- Exercise aim: Copy out all the items below, changing "indicate" to "mark" at every occurrence and keeping everything else the same.

(Items from a data source)
========

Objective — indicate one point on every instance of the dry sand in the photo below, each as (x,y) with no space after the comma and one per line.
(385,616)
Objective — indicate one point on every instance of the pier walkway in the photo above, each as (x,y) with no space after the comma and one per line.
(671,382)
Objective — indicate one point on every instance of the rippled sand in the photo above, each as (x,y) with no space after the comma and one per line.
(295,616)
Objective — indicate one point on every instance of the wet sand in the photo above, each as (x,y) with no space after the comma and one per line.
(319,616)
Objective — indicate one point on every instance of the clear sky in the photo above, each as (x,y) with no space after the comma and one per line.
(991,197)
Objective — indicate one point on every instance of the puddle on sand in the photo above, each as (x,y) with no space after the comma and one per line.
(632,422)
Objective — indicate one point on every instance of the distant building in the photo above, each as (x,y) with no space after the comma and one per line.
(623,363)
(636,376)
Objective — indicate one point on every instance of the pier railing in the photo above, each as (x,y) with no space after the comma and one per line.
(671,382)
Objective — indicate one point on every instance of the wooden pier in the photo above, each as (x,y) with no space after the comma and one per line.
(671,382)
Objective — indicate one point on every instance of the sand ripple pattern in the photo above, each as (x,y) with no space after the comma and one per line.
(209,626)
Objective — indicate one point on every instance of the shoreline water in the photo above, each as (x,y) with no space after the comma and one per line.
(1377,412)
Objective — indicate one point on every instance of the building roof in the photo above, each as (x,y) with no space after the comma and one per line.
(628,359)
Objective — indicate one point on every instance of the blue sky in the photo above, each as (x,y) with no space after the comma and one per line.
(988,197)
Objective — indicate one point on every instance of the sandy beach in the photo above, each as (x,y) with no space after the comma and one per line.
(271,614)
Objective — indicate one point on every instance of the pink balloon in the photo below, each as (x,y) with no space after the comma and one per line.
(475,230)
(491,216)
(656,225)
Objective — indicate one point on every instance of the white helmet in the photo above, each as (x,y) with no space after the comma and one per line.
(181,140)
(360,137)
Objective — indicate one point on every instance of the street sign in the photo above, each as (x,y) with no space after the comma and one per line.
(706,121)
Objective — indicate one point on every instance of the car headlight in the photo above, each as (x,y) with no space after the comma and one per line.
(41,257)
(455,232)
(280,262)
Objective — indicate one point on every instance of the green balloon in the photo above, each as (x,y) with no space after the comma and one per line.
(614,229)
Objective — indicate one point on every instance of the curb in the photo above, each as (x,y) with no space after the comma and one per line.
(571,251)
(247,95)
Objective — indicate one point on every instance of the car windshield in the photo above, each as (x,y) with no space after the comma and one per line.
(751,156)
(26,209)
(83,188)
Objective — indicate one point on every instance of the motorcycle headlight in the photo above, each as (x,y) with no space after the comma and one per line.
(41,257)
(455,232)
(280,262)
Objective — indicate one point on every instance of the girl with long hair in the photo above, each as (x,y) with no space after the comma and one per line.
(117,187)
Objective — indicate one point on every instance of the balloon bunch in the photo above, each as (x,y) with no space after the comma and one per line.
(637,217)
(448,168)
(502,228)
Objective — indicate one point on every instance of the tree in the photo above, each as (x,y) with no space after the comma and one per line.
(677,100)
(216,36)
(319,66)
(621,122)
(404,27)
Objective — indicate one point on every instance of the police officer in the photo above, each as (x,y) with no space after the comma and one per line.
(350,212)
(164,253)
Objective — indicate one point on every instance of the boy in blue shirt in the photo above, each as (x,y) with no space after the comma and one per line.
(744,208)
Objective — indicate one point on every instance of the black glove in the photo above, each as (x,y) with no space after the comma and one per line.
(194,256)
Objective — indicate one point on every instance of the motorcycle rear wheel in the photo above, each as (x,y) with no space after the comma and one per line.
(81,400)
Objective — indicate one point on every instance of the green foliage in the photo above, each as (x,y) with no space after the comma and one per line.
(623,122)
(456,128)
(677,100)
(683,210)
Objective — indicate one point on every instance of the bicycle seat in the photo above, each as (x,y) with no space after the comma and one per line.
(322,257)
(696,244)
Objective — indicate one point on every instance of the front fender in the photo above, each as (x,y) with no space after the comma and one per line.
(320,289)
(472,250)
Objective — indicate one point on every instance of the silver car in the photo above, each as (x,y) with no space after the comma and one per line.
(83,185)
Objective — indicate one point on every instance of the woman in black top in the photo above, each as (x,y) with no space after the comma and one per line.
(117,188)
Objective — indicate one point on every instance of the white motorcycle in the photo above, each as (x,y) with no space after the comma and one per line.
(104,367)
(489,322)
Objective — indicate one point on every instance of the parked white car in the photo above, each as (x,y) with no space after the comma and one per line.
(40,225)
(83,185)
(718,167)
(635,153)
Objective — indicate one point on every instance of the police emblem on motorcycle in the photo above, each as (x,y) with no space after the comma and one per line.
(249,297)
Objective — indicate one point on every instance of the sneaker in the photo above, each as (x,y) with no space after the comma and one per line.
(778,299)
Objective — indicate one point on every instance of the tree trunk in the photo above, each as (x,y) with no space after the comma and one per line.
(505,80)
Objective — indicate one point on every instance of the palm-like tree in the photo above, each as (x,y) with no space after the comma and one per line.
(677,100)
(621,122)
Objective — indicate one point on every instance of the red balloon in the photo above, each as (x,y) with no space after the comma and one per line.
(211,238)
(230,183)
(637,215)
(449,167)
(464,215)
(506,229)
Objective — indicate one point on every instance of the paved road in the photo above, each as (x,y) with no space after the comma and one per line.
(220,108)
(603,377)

========

- Exercise solution:
Objective — mark one point on every instance of the dry sand in the photo below, each as (x,y) with no space after the comma and one per line.
(385,616)
Objective — mark one point on every instance of the pier walkway in the photo above, each as (x,y) with no space after the comma and one per line.
(671,382)
Objective — mark one point on every instance of the rippled sand in the photo above, each as (x,y) with no space after the comma and one per line.
(295,616)
Objective — mark one point on every instance of the wet sand in the photo above, each as (x,y) with no space after the comma and one per line.
(319,616)
Objective — mark one point on every instance of the clear sky in the photo above, each as (x,y) with no space after the comma and one per line.
(991,197)
Objective — mark one point on every instance of the puddle on sand in the photo above, each as (x,y) with no space after the comma and one per line.
(632,422)
Objective — mark one point on every instance of the distant building in the photo above, each as (x,y) with no space after the comma and one per line.
(623,363)
(636,376)
Objective — mark one point on every instance of the pier railing in the photo above, each as (x,y) with no space after the comma and one per line.
(671,382)
Objective — mark one point on every instance of the wooden pier in the photo above, each as (x,y) with no space after the comma and one per line.
(671,382)
Objective — mark one point on every instance of the sand ripple pattern in the photo above, each as (x,y) with no space after the comma and one per line.
(209,626)
Objective — mark one point on every instance of the shoreline water in the photo above, each as (x,y) with no space after the comma and one per line.
(1377,412)
Objective — mark one point on every instance of the building roof in the photo above, each as (x,y) with no space after the comma and one per line.
(628,359)
Objective — mark one point on every instance of the blue sky in the photo above, each as (x,y) with no space after the comma and one per line.
(988,197)
Objective — mark one point on every instance of the sandy beach in the photo above, each as (x,y) with no space after the comma and one per line.
(271,614)
Objective — mark one point on every instance of the pink balloon in the photo below, each as (x,y) with no space after the comma and one per line.
(475,230)
(491,216)
(656,225)
Objective — mark one point on every instance of the white helmet in the photo above, each as (x,y) with no space after the comma and one per line.
(181,140)
(360,137)
Objective — mark one point on every instance of the street sign in the photo above, each as (x,y) with no space after the comma and one per line.
(706,121)
Objective — mark one point on every instance of the car headlight in the photo above, each as (x,y) with no space after the comma and one per line.
(41,257)
(455,232)
(280,262)
Objective — mark one point on every instance of the green balloon in the photo above, each as (x,y) with no space after the comma and one per line.
(614,229)
Objective — mark one point on every instance of the curb in the photo above, each as (x,y) with no space after the comma and one per line.
(571,251)
(247,95)
Objective — mark one point on every instance of the car windshield in the photo above, each as (x,y) with no space after the comma and one per line.
(751,156)
(26,209)
(83,188)
Objective — mark one point on every instance of the motorcycle headlight in the photo above, each as (x,y) with no space after the comma and one per line.
(41,257)
(455,232)
(280,262)
Objective — mark one point on every instance of the girl with long hair in the photo above, each as (x,y) with no space after the comma and one per line.
(117,187)
Objective — mark one point on every instance of the balloon bunch in the photo above, each as (x,y) with no space after the comma and one per line.
(637,217)
(448,168)
(502,228)
Objective — mark one point on every instance of the tree in the photo above, each as (x,y) with no space after the comma and one per line.
(677,100)
(216,36)
(319,66)
(621,122)
(404,27)
Objective — mark one point on every instance of the police officer in the photo above, each as (x,y) with no space after the comma and one per line.
(350,212)
(164,253)
Objective — mark one point on every instance of the boy in blue shirt in the photo above, each as (x,y) with no space after the comma and one per line.
(744,208)
Objective — mark one point on every instance of the black glove in the photo above, each as (x,y) with no space after the comma and one per line.
(194,256)
Objective — mark one point on every instance of the motorcycle rear wheel in the photo above, each as (x,y) with no space after the comma and one per line.
(81,400)
Objective — mark one point on every instance of the green foliage in the photo above, each as (x,y) with no space after the comma and one per line.
(623,122)
(456,128)
(677,100)
(683,210)
Objective — mark one point on every instance of the bicycle seat in the photo above, each as (x,y) with no space after the comma and one per line.
(322,257)
(696,244)
Objective — mark one point on every instance of the front fender in the photo above, each as (x,y) with no space after the comma and one per line.
(320,289)
(472,250)
Objective — mark one point on every instance of the silver car in the photo above, each as (x,y) with no space after the comma and one per line.
(83,185)
Objective — mark one point on every instance of the woman in black top in the photo above, each as (x,y) with no space after the comma and one per line.
(117,188)
Objective — mark one point on every instance of the white motorcycle in the photo above, each as (x,y) with no space after the comma and one per line.
(104,367)
(489,322)
Objective — mark one point on every instance of the parked white car in the photo above, each as (x,y) with no space after the comma and one per line.
(40,225)
(83,185)
(718,167)
(635,153)
Objective — mark one point on every instance of the police emblem on motorcycle in the photo above, each as (x,y) with no space after the comma and one per line.
(249,297)
Objective — mark one point on every instance of the sneaker in the photo above, each as (x,y) with no space after the comma and one per line.
(778,299)
Objective — mark one point on every instance of the tree trunk in the photo above, each as (x,y) with no space after the comma and one per line.
(505,80)
Objective — mark one point on every instance of the palm-like tree in the photo above, each as (x,y) with no space after the comma and one per line.
(677,100)
(621,122)
Objective — mark one point on every instance of the red balloon in the photo above, each as (x,y) with no space after the comma and one per line.
(211,238)
(230,183)
(637,215)
(449,167)
(464,215)
(506,229)
Objective — mark one point on every instance of the paved road in the photo above, each as (x,y) with no space after the comma and one per line.
(220,108)
(603,377)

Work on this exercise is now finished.